WRITTEN EXERCISE:
Can you quote every line of the material below word for word, leaving the pictures out?

-- Start of INPUT RECORDS --

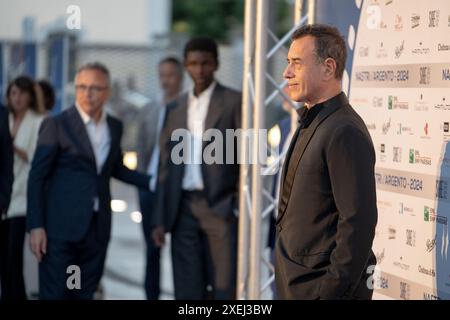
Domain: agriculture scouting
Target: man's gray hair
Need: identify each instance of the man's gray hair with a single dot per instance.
(96, 66)
(329, 44)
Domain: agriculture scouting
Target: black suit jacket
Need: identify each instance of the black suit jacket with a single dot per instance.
(6, 161)
(326, 219)
(63, 180)
(221, 181)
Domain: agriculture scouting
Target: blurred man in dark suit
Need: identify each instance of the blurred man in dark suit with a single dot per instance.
(327, 209)
(69, 213)
(170, 72)
(196, 200)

-- End of INPUT RECORDS --

FULL RESPONSE:
Domain: agriculture scouting
Target: man's gray hair
Need: identify each instance of the man's gray hair with a single dot per instance.
(96, 66)
(329, 44)
Domain: agriculture scouting
Target: black suit jacket
Need: identify each instance of the black suit jacket with a single dot per instance.
(6, 161)
(326, 219)
(63, 180)
(221, 181)
Domain: agriculture scouting
Target: blurred man in dark suit
Need: identify each instance of the blurred man in dark suit with a single dot per instance.
(327, 209)
(69, 213)
(170, 72)
(196, 200)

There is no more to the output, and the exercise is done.